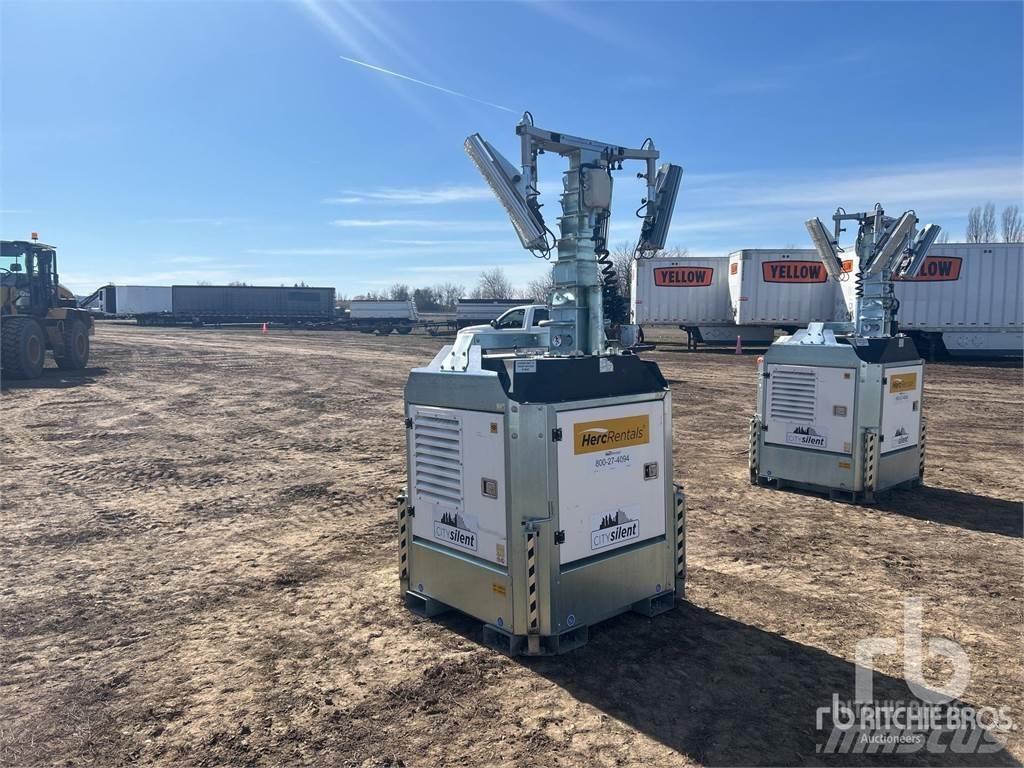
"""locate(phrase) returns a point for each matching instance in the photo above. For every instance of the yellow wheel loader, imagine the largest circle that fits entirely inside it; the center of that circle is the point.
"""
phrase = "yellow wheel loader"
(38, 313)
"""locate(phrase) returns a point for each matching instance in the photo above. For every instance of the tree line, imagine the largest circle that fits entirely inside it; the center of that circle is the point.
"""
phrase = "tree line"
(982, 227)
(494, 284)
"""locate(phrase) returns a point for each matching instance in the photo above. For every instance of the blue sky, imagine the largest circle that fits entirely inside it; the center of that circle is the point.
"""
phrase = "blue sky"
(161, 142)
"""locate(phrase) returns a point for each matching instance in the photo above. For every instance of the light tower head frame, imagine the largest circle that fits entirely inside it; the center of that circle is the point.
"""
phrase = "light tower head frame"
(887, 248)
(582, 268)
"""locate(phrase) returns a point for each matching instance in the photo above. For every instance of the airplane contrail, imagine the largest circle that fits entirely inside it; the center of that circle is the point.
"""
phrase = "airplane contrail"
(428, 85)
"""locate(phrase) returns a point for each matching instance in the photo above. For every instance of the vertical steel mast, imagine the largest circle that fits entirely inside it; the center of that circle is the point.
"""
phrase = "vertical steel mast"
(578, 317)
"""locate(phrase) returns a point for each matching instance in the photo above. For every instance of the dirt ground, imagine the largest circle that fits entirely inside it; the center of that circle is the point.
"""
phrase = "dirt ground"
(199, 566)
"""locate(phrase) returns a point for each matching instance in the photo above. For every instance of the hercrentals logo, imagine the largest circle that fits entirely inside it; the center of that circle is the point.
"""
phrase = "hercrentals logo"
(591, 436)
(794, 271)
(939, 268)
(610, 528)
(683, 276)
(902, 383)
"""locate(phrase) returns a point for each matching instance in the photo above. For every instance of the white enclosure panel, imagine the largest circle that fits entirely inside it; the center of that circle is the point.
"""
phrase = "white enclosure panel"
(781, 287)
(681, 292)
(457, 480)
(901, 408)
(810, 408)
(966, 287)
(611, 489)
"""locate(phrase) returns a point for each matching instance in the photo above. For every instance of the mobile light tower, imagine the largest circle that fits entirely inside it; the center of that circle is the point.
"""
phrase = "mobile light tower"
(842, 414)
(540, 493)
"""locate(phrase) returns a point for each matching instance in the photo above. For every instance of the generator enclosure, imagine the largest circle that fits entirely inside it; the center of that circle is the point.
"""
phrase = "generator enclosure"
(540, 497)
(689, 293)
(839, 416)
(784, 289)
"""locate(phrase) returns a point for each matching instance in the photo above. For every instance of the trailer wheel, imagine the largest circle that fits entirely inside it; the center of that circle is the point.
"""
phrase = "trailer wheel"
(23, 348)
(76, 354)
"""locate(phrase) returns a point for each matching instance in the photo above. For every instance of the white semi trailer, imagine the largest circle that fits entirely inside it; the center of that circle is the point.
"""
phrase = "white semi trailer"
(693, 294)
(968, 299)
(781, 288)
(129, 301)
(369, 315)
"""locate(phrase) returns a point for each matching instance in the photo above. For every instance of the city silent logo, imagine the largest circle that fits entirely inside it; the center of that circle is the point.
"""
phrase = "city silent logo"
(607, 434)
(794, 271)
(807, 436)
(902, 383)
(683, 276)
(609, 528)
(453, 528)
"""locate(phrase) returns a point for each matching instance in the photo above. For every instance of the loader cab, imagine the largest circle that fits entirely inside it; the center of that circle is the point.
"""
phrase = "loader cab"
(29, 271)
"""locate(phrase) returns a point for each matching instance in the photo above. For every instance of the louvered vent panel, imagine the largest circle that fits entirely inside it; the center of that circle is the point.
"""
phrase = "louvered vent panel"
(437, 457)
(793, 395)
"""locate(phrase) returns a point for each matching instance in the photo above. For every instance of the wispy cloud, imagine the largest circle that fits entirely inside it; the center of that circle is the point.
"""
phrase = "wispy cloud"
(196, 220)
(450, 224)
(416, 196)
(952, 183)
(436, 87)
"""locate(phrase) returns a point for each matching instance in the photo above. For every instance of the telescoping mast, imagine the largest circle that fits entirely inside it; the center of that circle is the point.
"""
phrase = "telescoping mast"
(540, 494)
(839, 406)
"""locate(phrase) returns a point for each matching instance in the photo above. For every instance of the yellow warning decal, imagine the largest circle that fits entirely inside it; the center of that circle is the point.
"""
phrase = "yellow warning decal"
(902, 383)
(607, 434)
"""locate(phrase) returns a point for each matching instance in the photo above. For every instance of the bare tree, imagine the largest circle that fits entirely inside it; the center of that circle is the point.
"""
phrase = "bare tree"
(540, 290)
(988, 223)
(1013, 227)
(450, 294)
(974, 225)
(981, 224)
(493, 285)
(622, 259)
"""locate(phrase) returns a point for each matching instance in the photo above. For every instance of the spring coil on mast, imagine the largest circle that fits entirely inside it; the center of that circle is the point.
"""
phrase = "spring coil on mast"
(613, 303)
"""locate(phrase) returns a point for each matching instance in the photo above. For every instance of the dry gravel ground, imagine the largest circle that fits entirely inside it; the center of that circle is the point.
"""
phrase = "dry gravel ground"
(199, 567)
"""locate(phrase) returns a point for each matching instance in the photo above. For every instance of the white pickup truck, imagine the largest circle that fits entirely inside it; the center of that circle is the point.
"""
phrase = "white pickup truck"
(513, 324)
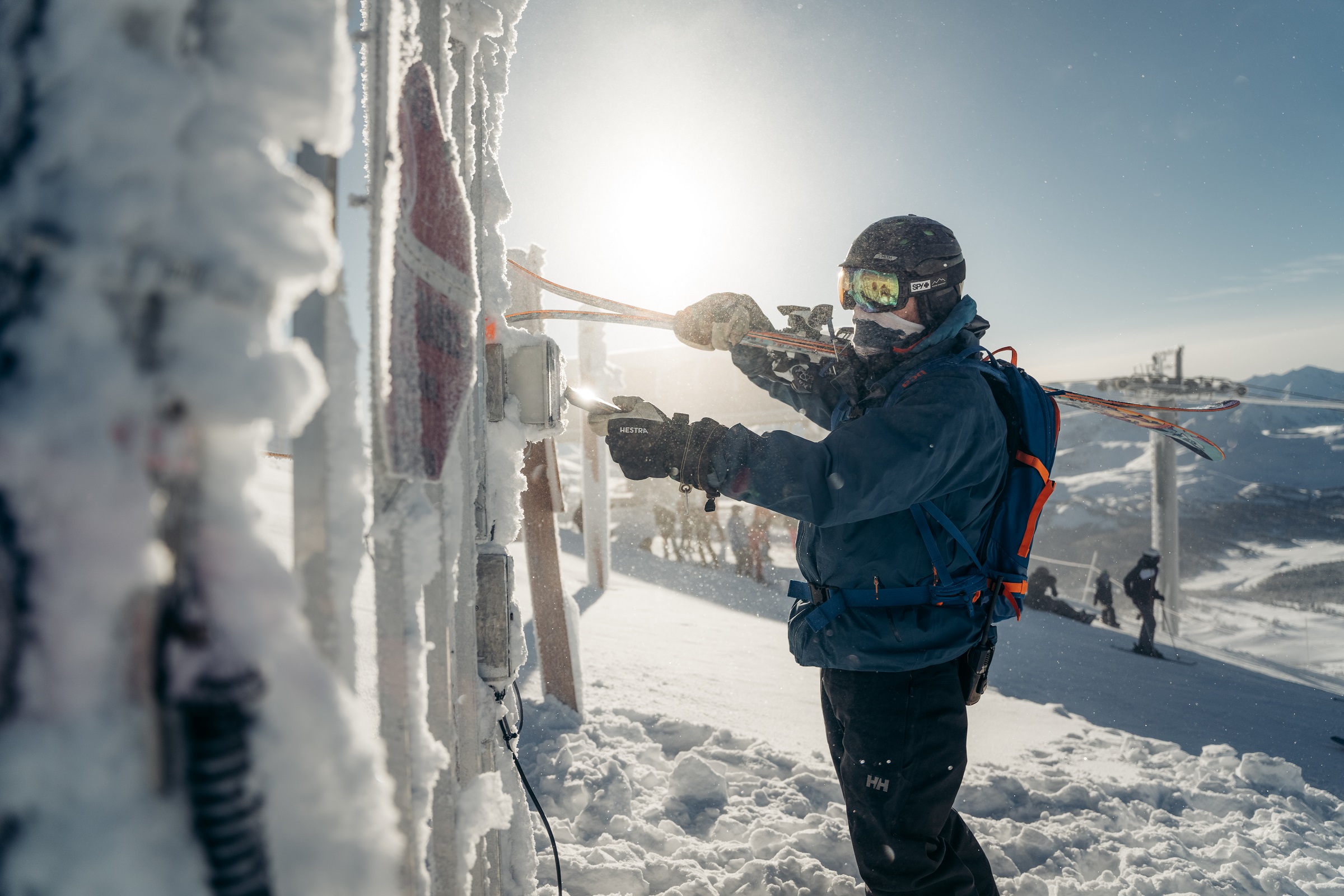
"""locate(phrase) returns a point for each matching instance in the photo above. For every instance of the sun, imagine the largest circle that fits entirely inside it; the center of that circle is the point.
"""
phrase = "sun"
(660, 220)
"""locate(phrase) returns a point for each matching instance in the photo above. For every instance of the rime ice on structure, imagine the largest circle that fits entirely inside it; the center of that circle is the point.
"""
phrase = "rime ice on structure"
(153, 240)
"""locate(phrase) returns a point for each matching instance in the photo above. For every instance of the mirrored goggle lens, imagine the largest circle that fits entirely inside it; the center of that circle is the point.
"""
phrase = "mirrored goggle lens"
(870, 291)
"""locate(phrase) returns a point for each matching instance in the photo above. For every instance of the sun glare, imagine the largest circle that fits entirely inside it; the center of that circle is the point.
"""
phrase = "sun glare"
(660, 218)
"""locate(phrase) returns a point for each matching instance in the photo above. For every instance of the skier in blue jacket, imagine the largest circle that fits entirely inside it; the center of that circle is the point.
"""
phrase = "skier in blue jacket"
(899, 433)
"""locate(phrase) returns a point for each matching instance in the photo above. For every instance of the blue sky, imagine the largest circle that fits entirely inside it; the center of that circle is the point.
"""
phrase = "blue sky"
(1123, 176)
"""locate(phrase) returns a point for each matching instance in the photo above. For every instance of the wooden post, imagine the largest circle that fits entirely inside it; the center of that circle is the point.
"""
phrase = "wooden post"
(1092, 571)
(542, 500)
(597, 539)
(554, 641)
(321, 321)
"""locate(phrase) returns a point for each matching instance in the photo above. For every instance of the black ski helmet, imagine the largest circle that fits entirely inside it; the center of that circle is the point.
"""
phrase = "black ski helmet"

* * * * * * * * *

▶ [Task to complete] Reproduce the items above verbatim, beginning at the line that contains "of the black" and continuing through the last line of the items.

▶ [Solution for this exercise]
"""locate(phrase) returns a point for each matching instance in the photo above. For every instance of the black ski helmet, imagine the largest circle that fits entirely inside it; the center of that circle is the point.
"""
phrase = "black ski helmet"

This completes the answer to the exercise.